ACTION ITEM:
Each line from the one with "Exercise. Put one marker on every instance of the curved" to the final line of the data must be reproduced exactly, and no other line may appear.

GIVEN RECORDS:
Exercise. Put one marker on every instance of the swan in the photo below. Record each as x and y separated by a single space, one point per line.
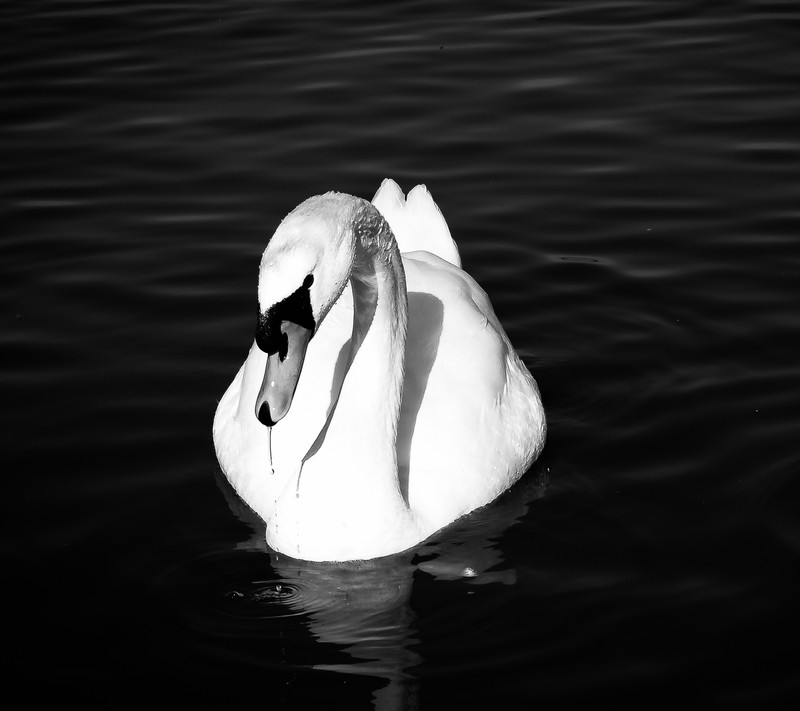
381 399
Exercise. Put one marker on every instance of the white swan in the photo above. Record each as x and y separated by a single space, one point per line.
406 410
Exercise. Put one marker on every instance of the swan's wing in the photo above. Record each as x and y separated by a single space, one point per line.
416 221
472 419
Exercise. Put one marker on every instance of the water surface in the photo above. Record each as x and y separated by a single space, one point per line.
621 177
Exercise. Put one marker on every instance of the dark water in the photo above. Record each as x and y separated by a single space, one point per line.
623 178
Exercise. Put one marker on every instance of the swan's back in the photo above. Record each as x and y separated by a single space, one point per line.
416 221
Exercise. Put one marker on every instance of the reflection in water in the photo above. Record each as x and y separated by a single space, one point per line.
364 608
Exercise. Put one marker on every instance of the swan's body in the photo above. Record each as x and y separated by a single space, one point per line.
412 408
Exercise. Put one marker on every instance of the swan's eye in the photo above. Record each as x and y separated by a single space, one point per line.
295 308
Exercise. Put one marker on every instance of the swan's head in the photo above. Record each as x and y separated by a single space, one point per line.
303 271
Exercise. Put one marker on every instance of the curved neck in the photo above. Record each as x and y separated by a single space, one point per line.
371 392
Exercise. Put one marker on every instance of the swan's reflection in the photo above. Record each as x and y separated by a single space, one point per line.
364 608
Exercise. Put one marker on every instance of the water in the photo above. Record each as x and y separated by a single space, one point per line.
621 177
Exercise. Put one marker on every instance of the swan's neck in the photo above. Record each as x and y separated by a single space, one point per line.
347 500
372 392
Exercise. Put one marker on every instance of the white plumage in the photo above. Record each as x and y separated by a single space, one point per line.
412 408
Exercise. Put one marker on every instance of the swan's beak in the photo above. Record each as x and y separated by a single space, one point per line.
281 374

WRITTEN ANSWER:
Exercise. Put one marker on every instance of the curved neck in the photo above. Record each as x and y separated by a single space, one point per line.
371 392
Exercise. Put one marker on every instance of the swan's reflection in the photo above. Record each as x and y separated by a single space, one point per line.
364 608
Exercise. Put one marker on every instance of the water in the photo above. Record each as x and y separated by a single space, one point per line.
621 177
Exercise. Put one marker on every instance of the swan's neck in the photo above. Record each as x and y separated by a single space, one point per line.
347 500
372 392
Exercise. Put one marker on every instance of the white plumage in the photo above. Record each as x and y separated by a single space, one point per line.
412 408
Exercise. Put one marker on every instance of the swan's beak in the photo above. Record each as x and y separated by a single space, one point per line.
281 374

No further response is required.